### Written request
Reproduce the rows in the stretch from the line containing "segment white page" through the line containing "M 36 31 L 30", changing "white page" to "blank sheet" and leaving everything else as it is.

(Shape annotation entries)
━━━━━━
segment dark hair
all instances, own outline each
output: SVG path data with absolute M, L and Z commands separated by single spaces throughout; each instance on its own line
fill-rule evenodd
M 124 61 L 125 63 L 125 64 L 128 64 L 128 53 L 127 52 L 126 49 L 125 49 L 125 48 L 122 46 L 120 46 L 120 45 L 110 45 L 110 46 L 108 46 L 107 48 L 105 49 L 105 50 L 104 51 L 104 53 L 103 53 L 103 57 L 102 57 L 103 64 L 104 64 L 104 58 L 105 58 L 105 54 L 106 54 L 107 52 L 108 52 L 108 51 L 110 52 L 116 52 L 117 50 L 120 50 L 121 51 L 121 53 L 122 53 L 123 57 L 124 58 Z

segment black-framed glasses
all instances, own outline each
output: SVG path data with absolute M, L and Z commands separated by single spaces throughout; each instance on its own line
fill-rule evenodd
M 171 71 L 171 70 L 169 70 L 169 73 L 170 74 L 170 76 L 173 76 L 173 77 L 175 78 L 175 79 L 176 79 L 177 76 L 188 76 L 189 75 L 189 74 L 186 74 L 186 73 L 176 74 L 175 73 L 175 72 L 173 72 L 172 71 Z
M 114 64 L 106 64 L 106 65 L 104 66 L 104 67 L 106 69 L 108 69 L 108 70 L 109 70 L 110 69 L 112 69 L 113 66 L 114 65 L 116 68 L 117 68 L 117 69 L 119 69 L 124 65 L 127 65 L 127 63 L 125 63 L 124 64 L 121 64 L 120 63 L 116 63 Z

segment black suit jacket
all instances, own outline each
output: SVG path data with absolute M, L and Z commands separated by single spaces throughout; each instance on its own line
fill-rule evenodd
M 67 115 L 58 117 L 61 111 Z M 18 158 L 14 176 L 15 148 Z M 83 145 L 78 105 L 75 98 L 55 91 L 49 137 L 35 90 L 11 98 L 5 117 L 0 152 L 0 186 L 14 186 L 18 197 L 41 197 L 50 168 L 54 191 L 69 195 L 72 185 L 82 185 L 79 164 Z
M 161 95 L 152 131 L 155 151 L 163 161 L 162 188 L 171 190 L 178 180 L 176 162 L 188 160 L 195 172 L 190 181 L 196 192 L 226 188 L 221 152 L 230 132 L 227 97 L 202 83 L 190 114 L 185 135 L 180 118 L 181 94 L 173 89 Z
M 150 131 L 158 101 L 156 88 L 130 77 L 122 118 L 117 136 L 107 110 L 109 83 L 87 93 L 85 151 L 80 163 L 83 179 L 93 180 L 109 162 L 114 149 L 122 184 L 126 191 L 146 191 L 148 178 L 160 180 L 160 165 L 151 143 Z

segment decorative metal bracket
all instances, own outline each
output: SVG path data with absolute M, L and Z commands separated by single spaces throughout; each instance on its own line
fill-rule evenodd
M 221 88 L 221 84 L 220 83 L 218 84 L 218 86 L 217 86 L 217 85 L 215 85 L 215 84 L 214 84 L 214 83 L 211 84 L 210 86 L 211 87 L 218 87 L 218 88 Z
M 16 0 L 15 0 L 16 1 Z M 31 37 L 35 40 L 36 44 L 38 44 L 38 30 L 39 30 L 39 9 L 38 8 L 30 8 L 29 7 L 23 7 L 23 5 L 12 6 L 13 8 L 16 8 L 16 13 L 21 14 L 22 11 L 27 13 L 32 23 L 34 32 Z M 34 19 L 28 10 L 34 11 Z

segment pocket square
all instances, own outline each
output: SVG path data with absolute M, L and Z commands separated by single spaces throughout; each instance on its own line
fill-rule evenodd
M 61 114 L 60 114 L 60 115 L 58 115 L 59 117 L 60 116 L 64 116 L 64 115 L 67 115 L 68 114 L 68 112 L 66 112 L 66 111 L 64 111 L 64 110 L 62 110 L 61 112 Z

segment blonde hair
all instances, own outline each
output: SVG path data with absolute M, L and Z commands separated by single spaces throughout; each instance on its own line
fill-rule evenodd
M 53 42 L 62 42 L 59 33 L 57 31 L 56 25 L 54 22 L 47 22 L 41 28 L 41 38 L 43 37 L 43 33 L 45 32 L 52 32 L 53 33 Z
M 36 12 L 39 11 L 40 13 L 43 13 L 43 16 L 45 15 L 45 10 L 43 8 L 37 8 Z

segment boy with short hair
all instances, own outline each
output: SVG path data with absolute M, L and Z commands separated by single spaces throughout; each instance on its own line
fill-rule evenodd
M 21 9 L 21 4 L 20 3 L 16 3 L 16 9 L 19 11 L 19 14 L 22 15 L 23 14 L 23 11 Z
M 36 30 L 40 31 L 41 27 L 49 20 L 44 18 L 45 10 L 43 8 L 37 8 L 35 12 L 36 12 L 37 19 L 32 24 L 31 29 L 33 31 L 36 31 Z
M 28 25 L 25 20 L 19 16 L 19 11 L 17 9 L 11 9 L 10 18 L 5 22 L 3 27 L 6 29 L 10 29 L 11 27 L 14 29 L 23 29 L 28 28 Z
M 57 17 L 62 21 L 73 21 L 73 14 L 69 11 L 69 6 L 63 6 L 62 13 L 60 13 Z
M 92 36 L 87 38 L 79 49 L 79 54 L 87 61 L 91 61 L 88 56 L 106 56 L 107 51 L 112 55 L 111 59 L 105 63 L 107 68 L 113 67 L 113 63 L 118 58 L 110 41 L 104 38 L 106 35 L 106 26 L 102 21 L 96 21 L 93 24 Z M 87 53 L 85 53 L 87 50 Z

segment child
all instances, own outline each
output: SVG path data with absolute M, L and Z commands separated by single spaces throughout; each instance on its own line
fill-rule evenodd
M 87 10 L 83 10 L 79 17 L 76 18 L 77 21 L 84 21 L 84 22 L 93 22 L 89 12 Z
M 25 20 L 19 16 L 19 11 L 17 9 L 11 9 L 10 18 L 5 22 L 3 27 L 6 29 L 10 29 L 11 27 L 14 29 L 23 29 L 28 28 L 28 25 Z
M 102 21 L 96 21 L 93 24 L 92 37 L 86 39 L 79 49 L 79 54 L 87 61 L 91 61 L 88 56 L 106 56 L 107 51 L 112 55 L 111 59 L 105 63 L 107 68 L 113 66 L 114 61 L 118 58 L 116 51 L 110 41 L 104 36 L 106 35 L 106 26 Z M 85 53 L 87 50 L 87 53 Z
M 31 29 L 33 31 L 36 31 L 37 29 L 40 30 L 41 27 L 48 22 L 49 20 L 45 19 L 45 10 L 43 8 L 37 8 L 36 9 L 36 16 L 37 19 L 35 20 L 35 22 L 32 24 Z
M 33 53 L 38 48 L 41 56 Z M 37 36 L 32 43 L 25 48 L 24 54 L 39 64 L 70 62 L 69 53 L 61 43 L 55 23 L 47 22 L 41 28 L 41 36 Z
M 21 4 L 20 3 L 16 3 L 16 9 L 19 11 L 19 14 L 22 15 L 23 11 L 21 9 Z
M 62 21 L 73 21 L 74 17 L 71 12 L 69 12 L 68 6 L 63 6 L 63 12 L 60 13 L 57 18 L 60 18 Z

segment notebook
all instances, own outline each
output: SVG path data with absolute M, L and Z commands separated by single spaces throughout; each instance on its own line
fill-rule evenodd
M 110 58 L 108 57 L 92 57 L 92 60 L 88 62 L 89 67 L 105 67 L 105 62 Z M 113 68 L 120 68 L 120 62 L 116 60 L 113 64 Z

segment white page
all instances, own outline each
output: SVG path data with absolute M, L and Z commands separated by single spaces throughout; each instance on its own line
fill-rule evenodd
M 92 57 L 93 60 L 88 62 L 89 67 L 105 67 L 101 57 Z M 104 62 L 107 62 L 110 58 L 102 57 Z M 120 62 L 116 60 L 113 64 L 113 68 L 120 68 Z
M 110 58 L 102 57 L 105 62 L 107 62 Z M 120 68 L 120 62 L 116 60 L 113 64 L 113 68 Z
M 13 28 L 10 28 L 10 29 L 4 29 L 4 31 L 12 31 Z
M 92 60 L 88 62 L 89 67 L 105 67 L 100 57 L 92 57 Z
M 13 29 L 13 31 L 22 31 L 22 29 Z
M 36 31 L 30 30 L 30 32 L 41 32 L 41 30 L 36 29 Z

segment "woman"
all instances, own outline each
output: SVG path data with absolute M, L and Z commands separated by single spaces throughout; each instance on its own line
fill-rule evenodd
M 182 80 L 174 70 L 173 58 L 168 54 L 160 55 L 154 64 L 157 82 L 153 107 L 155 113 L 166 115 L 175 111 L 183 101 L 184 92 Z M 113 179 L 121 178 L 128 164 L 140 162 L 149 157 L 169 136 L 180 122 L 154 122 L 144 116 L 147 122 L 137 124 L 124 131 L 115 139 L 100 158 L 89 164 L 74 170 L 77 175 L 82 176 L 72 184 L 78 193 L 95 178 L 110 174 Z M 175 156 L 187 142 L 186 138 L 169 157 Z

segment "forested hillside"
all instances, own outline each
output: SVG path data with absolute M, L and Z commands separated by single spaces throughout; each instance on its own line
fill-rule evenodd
━━━━━━
### Solved exercise
segment blank sheet
all instances, own outline each
output: SVG path data with absolute M, L and Z commands separated by single spaces throughout; each instance on its own line
fill-rule evenodd
M 92 57 L 93 60 L 88 62 L 89 67 L 105 67 L 101 57 Z M 104 62 L 107 62 L 110 58 L 102 57 Z M 120 62 L 116 60 L 113 64 L 113 68 L 120 68 Z
M 110 58 L 102 57 L 105 62 L 107 62 Z M 120 68 L 120 62 L 116 60 L 113 64 L 113 68 Z
M 13 28 L 10 28 L 10 29 L 4 29 L 4 31 L 12 31 Z
M 92 60 L 88 62 L 89 67 L 105 67 L 100 57 L 92 57 Z
M 13 29 L 13 31 L 22 31 L 22 29 Z
M 36 31 L 30 30 L 30 32 L 41 32 L 41 30 L 36 29 Z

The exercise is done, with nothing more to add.